** start **

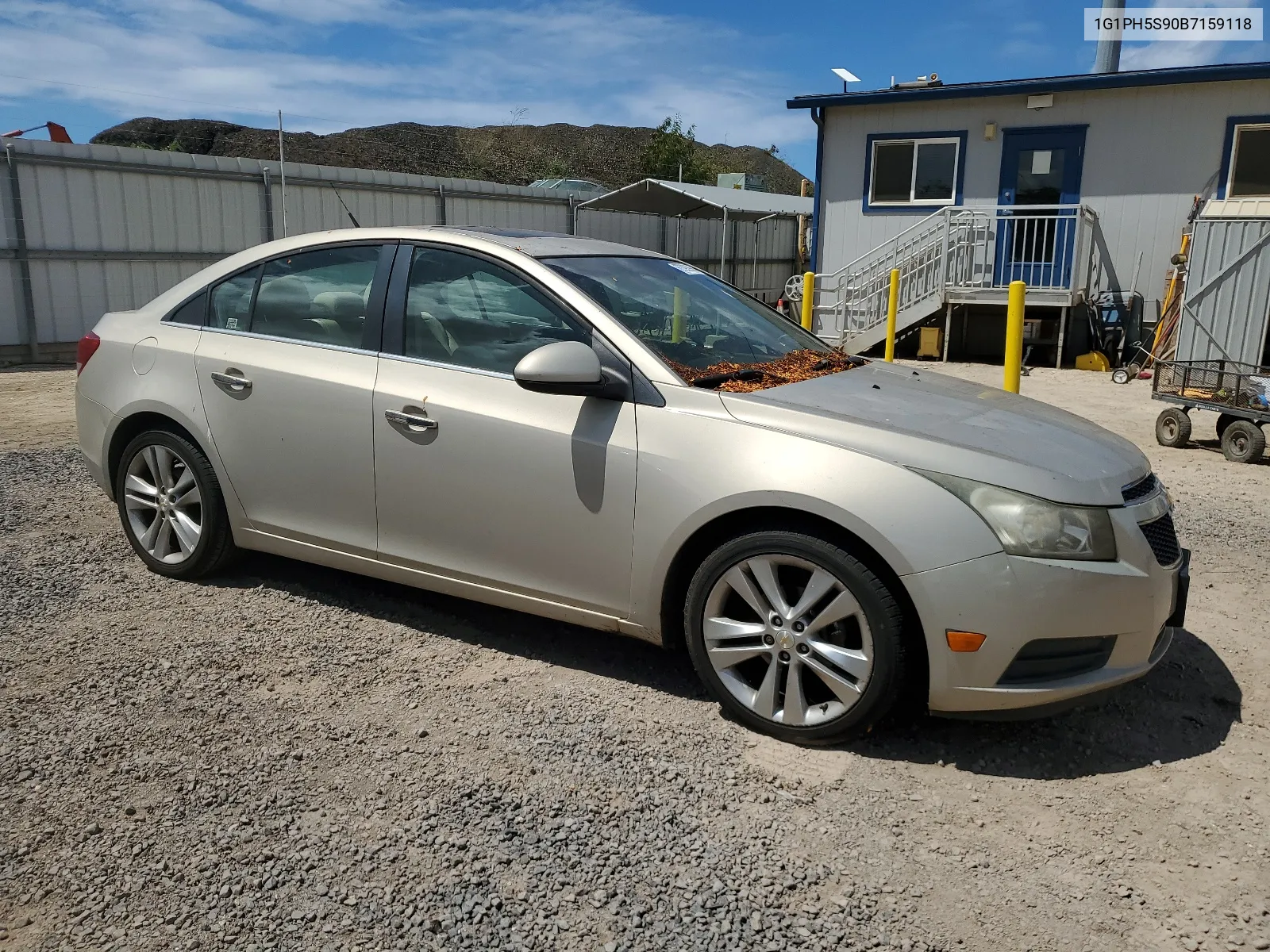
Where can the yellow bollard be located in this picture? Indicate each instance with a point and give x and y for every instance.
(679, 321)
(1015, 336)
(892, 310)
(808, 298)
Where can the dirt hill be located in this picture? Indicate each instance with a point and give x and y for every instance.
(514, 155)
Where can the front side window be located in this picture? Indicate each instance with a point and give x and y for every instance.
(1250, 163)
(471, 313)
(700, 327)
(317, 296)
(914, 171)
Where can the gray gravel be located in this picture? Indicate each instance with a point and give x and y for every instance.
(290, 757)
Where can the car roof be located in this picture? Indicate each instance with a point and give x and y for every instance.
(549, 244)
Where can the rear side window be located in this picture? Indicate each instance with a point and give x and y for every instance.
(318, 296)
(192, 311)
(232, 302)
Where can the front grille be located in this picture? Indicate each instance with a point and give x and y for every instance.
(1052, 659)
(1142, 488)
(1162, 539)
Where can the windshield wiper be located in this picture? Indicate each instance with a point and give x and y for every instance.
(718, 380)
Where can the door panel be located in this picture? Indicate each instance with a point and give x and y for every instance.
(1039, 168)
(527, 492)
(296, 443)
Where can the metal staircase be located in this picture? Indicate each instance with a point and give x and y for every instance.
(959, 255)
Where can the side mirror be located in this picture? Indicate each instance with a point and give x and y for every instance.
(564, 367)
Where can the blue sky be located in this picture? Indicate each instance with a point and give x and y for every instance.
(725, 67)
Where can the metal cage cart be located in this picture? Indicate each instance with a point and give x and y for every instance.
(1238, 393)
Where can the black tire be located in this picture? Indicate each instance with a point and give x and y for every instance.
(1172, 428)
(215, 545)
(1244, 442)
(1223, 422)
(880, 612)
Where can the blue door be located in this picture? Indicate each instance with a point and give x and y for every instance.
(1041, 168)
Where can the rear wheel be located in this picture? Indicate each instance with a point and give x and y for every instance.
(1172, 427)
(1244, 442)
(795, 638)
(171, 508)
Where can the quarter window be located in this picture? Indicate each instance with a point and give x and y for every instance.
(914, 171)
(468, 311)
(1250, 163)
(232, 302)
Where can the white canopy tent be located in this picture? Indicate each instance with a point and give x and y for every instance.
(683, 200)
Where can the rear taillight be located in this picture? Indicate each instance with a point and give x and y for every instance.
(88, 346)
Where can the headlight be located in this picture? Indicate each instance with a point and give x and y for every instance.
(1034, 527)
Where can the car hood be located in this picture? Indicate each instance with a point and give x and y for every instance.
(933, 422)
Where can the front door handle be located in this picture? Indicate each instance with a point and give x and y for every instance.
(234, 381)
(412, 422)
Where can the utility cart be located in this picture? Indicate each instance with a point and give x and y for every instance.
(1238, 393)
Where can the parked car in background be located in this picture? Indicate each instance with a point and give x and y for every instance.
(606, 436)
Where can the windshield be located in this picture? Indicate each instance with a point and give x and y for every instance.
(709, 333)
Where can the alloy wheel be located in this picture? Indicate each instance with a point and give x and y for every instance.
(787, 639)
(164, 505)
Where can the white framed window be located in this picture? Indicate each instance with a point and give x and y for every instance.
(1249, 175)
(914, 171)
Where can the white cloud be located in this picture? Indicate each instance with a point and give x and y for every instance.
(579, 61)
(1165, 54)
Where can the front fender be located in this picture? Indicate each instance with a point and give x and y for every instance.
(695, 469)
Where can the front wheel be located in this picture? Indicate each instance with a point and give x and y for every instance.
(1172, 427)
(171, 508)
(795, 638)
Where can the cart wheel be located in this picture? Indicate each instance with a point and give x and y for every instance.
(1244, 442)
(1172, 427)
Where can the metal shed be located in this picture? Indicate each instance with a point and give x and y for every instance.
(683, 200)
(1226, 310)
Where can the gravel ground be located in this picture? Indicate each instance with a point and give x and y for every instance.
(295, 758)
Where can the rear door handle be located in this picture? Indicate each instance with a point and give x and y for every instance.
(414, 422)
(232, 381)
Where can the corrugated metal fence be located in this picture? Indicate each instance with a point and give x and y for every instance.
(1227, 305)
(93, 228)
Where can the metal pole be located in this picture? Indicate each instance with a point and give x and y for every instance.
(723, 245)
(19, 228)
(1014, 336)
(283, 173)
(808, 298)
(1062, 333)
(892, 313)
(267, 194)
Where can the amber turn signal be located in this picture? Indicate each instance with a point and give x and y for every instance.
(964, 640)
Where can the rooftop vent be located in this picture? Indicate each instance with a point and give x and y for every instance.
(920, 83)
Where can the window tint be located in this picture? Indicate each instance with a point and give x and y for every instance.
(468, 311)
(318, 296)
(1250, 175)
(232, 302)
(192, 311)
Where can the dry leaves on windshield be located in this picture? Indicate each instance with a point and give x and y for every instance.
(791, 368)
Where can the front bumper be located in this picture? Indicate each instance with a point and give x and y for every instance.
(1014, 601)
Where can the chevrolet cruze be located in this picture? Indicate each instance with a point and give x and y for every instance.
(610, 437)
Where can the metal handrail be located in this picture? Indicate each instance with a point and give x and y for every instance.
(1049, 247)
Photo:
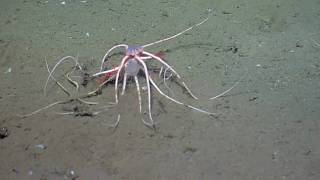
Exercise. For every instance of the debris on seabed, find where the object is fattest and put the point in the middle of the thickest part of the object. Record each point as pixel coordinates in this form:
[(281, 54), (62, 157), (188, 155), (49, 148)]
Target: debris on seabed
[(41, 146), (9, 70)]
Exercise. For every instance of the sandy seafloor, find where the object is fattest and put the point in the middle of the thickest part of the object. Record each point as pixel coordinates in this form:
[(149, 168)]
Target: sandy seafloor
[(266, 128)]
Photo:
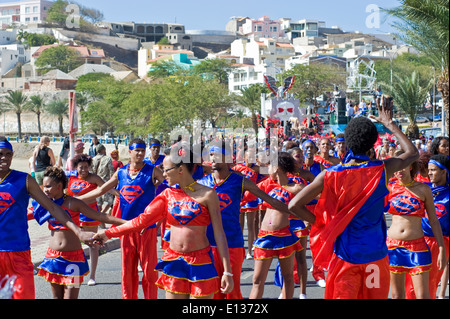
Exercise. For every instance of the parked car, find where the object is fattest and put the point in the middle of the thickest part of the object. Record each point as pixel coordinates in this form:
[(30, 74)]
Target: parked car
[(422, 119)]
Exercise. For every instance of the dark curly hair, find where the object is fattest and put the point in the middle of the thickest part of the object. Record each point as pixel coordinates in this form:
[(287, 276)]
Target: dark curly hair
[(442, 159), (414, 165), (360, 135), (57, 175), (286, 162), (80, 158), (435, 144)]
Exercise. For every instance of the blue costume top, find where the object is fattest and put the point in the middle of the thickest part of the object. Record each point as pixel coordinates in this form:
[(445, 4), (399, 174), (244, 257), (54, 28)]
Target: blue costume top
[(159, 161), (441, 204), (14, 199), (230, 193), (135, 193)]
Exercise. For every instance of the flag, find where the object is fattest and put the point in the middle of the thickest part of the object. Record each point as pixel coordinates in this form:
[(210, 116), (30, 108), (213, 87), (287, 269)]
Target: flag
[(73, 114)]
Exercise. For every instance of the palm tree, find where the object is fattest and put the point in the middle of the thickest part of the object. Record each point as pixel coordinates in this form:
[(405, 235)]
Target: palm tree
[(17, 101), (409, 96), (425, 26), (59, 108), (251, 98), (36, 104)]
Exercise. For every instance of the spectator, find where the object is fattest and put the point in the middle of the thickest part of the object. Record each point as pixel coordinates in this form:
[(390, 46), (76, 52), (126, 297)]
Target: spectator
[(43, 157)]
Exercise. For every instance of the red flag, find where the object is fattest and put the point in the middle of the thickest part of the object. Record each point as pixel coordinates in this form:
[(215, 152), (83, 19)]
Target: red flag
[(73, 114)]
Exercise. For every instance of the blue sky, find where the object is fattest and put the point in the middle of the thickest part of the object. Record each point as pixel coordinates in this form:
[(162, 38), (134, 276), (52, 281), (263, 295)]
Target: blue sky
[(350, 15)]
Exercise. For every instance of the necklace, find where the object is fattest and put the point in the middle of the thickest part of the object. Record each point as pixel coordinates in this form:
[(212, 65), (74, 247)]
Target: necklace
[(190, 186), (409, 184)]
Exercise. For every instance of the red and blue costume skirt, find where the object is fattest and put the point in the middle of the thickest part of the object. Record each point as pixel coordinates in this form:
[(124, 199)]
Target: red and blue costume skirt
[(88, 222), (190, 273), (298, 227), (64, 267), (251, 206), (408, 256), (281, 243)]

** end **

Task directions -> Pictures are excluded; repeat every record exactly.

Task response ->
Where can the yellow bollard be located in this picture? Indicate each instance with a point and give x and y for every instance.
(679, 321)
(1015, 336)
(892, 310)
(808, 298)
Where can the dirt hill be located in this picture? Indicate each instance with a point and give x and y for every instance.
(514, 155)
Where can the front side window be located in this picture? Indicate each instance with a point and give x and y for every instance.
(1250, 163)
(471, 313)
(700, 327)
(317, 296)
(914, 171)
Where can the gray gravel be located in this picture? Indicate each instance with a point and give x and y for every instance.
(290, 757)
Where can the car roof be located in this picture? Indicate each instance with a point and give x and y for every instance.
(549, 244)
Where can the rear side window be located in this picture? Indicate each instance with a point and give x and y for every instance.
(318, 296)
(192, 311)
(232, 302)
Where can the front grille be located in this picture? Indicate each instance with a point and give x and y for every instance.
(1052, 659)
(1142, 488)
(1162, 539)
Where can the windshield wiper be located in this picture? Indicate each instance with a point and give x and y for every instance.
(718, 380)
Where can the door panel be located in this picture? Indicate each instance with a point and give x and y for every instance.
(1039, 168)
(527, 492)
(296, 443)
Where can the metal staircase be located in this picture? Indicate each instance with a point and give x and y for every instance.
(959, 255)
Where can the side mirror be located in this picture? Indicate each instance with a point and give x and y for every instance.
(564, 367)
Where can the blue sky be located in this picture? Indicate each instance with a point and give x and y for every instance.
(725, 67)
Where can the metal cage cart be located in this picture? Indicate each instance with a point and give x and y for every instance.
(1238, 393)
Where can the black tire be located in this picture? Indicate each instance with a point and give x and y for every instance.
(1172, 428)
(215, 545)
(1244, 442)
(1223, 422)
(880, 612)
Where can the blue door be located in this picture? Indicate each instance with a point and give x and y for every instance.
(1041, 168)
Where can the rear wheel be located in this picture? Indicate each instance with a point and give x and y for every instance.
(1172, 427)
(1244, 442)
(795, 638)
(171, 508)
Where can the quarter window be located in this picture? Indicate each instance with a point and give x and y for every instance.
(914, 171)
(468, 311)
(1250, 163)
(232, 302)
Where can the white canopy tent be located in this picture? Indicate each instance with a point and give x and y for every instance.
(683, 200)
Where can the rear taillight be located in this picture? Indicate each instance with a point and give x and y for every instance.
(88, 346)
Where can the headlight be located in this picture? Indicate each instance with a point and give x and y for every instance.
(1034, 527)
Where can the car hood be located in this picture? Indicate each instance with a point and give x and y for every instance.
(933, 422)
Where can the front door handle be located in this picture? Indicate each instance with a point and give x and y for every instance.
(234, 381)
(412, 422)
Where can the utility cart be located in this picture? Indicate each instance with a point and give x and y for every instance.
(1238, 393)
Where can the parked car in background be located in this picture? Indicate each instance with a point and give x and y for every instance.
(606, 436)
Where can the windshield be located in this picture? Indicate each instance with a point and give x and y for every instance.
(709, 333)
Where can the alloy wheel be located in this picture? Indicate each instance with a point and give x and y for every instance.
(787, 639)
(164, 505)
Where can the white framed window be located in this picture? Indicate each instance with a point and give x and y for every instance.
(1249, 175)
(914, 171)
Where can the white cloud be located in this picture? Indicate each instance with a point and give x and y for every instance.
(579, 61)
(1165, 54)
Where can the front fender be located in this picture? Indicate each instance with a point and give x and y for every instance.
(695, 469)
Where can the front wheel be located in this picture? Indicate each instance with a point and give x and y for every instance.
(1172, 427)
(171, 508)
(795, 638)
Where can the cart wheel be located in this picture? Indicate each instance with a point and give x and y for every instance.
(1244, 442)
(1172, 427)
Where can the metal shed be located in this picture? Indicate each instance with a point and give x and y for every instance.
(683, 200)
(1226, 310)
Where can the gravel ground be located in this picture? Indicate each instance with a point and give x and y for every instance.
(295, 758)
Where can the rear door handle be located in this picture? Indicate each instance with a point and give x and y for every instance.
(414, 422)
(232, 381)
Where can the corrugated metal fence be located in this picture? Indicate each instance with a point and give x and y for every instance.
(1227, 305)
(93, 228)
Where can the metal pole be located in this picture? Indicate each instance with a point and give x and y for every instance.
(723, 245)
(19, 228)
(1014, 336)
(283, 173)
(808, 298)
(1062, 333)
(892, 313)
(267, 194)
Where can the amber turn signal be located in this picture? Indicate each instance with a point and give x and y for every instance.
(964, 640)
Where can the rooftop vent be located in this picture? Indicate each instance with a point and give x and y for every instance.
(920, 83)
Where can the window tint be located in this picture? Indicate each instance with a point and give x and y for every instance.
(468, 311)
(318, 296)
(1250, 175)
(232, 302)
(192, 311)
Where can the dry leaves on windshield be located in this picture? Indicate each instance with a point and give x and y for every instance.
(791, 368)
Where can the front bumper be located in this picture? Indicate each instance with a point and give x and y for every instance.
(1014, 601)
Where can the chevrolet cruze be located in this picture? Indicate each instance with a point and give x and y for every instance.
(610, 437)
Where can the metal handrail be located in this picture? Indicate each instance with a point and give x and y for every instance.
(1049, 247)
Photo:
Exercise. For every instance of the debris on seabed, find where the object is fattest and put the point in the middle of the thickest part of the object. Record each point as pixel coordinates in this form:
[(281, 54), (62, 157), (188, 155), (49, 148)]
Target: debris on seabed
[(41, 146), (9, 70)]
Exercise. For every instance of the sandy seafloor, find where the object is fattest and put the point in the middle of the thickest part of the object. Record each point as pixel coordinates in this form:
[(149, 168)]
Target: sandy seafloor
[(266, 128)]
Photo:
Exercise. For every instance of the parked car, find where the object is fattest and put the point in the middle of the thickest part of the object. Record each point as pixel coordinates in this form:
[(30, 74)]
Target: parked car
[(422, 119)]
Exercise. For every instance of the dark curly hair, find where the object is fattest and put the point in the middle of the thickest part of the object. Record each point as pixel coordinates in this form:
[(287, 276)]
Target: dark curly hair
[(442, 159), (414, 165), (360, 135), (57, 175), (286, 162), (80, 158), (435, 144)]
Exercise. For every instance of the blue costume top, find where the object is fattest and put the point in the middle of the thickest part of the object. Record each point as pixel coordinates in this form:
[(445, 4), (399, 174), (244, 257), (54, 28)]
Target: blue costume top
[(159, 161), (441, 204), (14, 199), (230, 193), (135, 193)]
Exercise. For every instance of the flag, find where the object is fattest and put the point in the middle of the thickest part of the object. Record each point as pixel coordinates in this form:
[(210, 116), (30, 108), (213, 87), (287, 269)]
Target: flag
[(73, 114)]
Exercise. For every instance of the palm tree, find where the object is fattest and put the point in the middle of the thickest part of the object. Record each point as pixel coordinates in this form:
[(405, 235)]
Target: palm tree
[(17, 101), (409, 96), (425, 26), (59, 108), (251, 98), (36, 104)]
Exercise. For every instance of the spectator, find where the object is fattest and put the point in the middle of the thickest part of the object. Record each point as pixel coordinates in this form:
[(390, 46), (76, 52), (126, 297)]
Target: spectator
[(43, 157)]
Exercise. For every instance of the red flag, find where the object is fattest and put the point in the middle of the thickest part of the object. Record each point as pixel coordinates in this form:
[(215, 152), (83, 19)]
Target: red flag
[(73, 114)]
Exercise. For every instance of the blue sky, find where the object is fattest and put the point in the middle of the thickest part of the object. Record each point as pixel coordinates in this form:
[(162, 38), (134, 276), (52, 281), (263, 295)]
Target: blue sky
[(350, 15)]
Exercise. For every instance of the necklace, find where the object is fattest and put the point in the middle of the thickest part of the object. Record each point as pixel coordinates in this form:
[(212, 65), (74, 247)]
Target: necklace
[(190, 186), (409, 184)]
Exercise. For every instance of the red and blue costume skirt, find where the object is fattest and put the point in the middle of the thickest part of the object. Record each point as pixel coordinates in this form:
[(124, 199)]
Target: red and blue costume skirt
[(88, 222), (190, 273), (298, 227), (64, 267), (251, 206), (408, 256), (281, 243)]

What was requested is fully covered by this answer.